-- START Records provided --

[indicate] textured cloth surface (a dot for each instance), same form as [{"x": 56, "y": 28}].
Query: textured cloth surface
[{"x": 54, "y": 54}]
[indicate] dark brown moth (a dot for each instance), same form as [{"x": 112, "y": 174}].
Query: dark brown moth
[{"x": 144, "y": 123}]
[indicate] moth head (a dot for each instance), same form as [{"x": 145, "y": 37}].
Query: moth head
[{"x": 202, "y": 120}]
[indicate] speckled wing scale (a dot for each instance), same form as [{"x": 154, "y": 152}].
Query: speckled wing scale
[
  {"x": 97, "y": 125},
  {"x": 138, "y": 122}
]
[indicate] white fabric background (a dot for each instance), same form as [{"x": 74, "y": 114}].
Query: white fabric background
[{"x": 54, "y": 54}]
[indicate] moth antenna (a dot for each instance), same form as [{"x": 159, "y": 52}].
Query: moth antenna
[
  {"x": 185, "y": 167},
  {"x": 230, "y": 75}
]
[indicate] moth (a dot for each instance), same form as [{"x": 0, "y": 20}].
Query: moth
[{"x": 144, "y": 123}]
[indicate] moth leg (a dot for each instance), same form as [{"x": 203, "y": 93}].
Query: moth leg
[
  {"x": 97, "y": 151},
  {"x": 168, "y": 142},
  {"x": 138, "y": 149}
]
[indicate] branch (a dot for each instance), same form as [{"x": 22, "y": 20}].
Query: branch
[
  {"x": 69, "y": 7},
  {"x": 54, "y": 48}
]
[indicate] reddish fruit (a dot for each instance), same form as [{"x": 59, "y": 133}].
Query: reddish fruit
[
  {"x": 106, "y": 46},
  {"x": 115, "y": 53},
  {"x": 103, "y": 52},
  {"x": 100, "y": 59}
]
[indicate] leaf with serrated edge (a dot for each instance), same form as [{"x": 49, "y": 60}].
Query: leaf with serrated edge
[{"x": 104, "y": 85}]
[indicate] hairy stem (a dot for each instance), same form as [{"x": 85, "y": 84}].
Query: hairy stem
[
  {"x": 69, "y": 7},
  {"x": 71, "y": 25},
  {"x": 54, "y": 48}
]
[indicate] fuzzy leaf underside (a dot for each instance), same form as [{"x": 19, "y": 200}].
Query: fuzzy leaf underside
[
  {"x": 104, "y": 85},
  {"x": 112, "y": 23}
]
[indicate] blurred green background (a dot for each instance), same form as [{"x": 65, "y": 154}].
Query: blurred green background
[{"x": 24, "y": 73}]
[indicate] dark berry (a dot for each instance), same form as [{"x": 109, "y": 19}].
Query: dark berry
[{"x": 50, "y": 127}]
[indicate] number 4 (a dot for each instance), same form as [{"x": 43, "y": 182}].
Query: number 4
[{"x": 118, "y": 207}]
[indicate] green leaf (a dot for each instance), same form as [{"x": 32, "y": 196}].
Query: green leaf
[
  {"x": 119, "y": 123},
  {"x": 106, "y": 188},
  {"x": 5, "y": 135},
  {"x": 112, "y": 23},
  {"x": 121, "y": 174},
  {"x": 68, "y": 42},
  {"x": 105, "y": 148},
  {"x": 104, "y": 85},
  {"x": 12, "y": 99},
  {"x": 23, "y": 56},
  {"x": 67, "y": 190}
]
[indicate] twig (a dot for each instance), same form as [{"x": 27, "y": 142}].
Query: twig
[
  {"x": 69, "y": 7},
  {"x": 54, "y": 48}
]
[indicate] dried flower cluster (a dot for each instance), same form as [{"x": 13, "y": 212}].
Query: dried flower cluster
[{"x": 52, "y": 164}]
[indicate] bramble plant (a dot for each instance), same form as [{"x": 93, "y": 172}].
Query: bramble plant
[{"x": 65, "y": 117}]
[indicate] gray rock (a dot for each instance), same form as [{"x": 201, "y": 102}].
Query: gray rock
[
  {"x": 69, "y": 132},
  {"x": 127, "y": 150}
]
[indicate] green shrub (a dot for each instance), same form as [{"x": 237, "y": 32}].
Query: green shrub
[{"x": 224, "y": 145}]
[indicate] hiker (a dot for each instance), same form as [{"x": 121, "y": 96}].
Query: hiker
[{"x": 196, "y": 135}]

-- END Records provided --

Stated task:
Generate an exact reproduction of all entries.

Problem solution:
[indicate] textured cloth surface (a dot for each instance), same form as [{"x": 56, "y": 28}].
Query: textured cloth surface
[{"x": 54, "y": 54}]
[indicate] dark brown moth (a dot for each instance), same form as [{"x": 112, "y": 174}].
Query: dark brown moth
[{"x": 144, "y": 123}]
[indicate] moth head (a dot for each instance), same form as [{"x": 145, "y": 37}].
Query: moth head
[{"x": 202, "y": 120}]
[indicate] speckled wing scale (a dot for each instance), same form as [{"x": 154, "y": 152}].
Query: speckled wing scale
[
  {"x": 97, "y": 125},
  {"x": 138, "y": 122}
]
[indicate] white fabric background (a dot for each instance), same form as [{"x": 74, "y": 114}].
Query: white fabric background
[{"x": 54, "y": 54}]
[indicate] moth antenna (a dot for each instance), same form as [{"x": 159, "y": 52}].
Query: moth antenna
[
  {"x": 185, "y": 167},
  {"x": 230, "y": 75}
]
[indicate] moth (a dot for each instance), same form as [{"x": 0, "y": 20}].
Query: moth
[{"x": 144, "y": 123}]
[indicate] moth leg (a dot for each instance), same form as [{"x": 203, "y": 93}].
Query: moth leg
[
  {"x": 97, "y": 151},
  {"x": 168, "y": 142},
  {"x": 138, "y": 149}
]
[indicate] branch (a dot for each instance), same form as [{"x": 22, "y": 20}].
Query: branch
[
  {"x": 69, "y": 7},
  {"x": 54, "y": 48}
]
[indicate] reddish fruit (a dot for each instance), same form as [{"x": 59, "y": 133}].
Query: reddish fruit
[
  {"x": 106, "y": 46},
  {"x": 115, "y": 53},
  {"x": 103, "y": 52},
  {"x": 100, "y": 59}
]
[indicate] leaf with serrated edge (a dot for each instance), same form as [{"x": 49, "y": 60}].
Query: leaf with serrated edge
[{"x": 104, "y": 85}]
[indicate] hairy stem (a dot for each instance), same form as [{"x": 85, "y": 84}].
Query: hairy stem
[
  {"x": 69, "y": 7},
  {"x": 71, "y": 25},
  {"x": 54, "y": 48}
]
[indicate] fuzzy leaf underside (a dot for each instance), same form as [{"x": 19, "y": 200}].
Query: fuzzy leaf underside
[
  {"x": 104, "y": 85},
  {"x": 112, "y": 23}
]
[indicate] blurred green background (a dot for each instance), same form as [{"x": 65, "y": 154}].
Query: blurred green background
[{"x": 24, "y": 73}]
[indicate] dark berry (a dot for each instance), same form as [{"x": 109, "y": 19}].
Query: dark berry
[{"x": 50, "y": 127}]
[indicate] number 4 (a dot for each instance), same form as [{"x": 43, "y": 182}].
Query: number 4
[{"x": 118, "y": 207}]
[indicate] green leaf (a dot for each instance), same form as [{"x": 32, "y": 196}].
Query: green leaf
[
  {"x": 119, "y": 123},
  {"x": 106, "y": 188},
  {"x": 5, "y": 135},
  {"x": 112, "y": 23},
  {"x": 121, "y": 174},
  {"x": 68, "y": 42},
  {"x": 105, "y": 148},
  {"x": 104, "y": 85},
  {"x": 12, "y": 99},
  {"x": 23, "y": 56},
  {"x": 67, "y": 190}
]
[indicate] twig (a dot for each instance), same form as [{"x": 27, "y": 142}].
Query: twig
[
  {"x": 69, "y": 7},
  {"x": 54, "y": 48}
]
[indicate] dried flower cluster (a dot for each instance), same form as [{"x": 13, "y": 212}].
Query: dried flower cluster
[{"x": 52, "y": 164}]
[indicate] bramble plant (a dot for each instance), same form as [{"x": 93, "y": 172}].
Query: bramble plant
[{"x": 65, "y": 117}]
[indicate] gray rock (a dot for each instance), same form as [{"x": 201, "y": 102}].
Query: gray rock
[
  {"x": 69, "y": 132},
  {"x": 127, "y": 150}
]
[indicate] green shrub (a dot for each instance), same form as [{"x": 237, "y": 32}].
Query: green shrub
[{"x": 224, "y": 145}]
[indicate] hiker (a dot for each instance), same form as [{"x": 121, "y": 96}].
Query: hiker
[{"x": 196, "y": 135}]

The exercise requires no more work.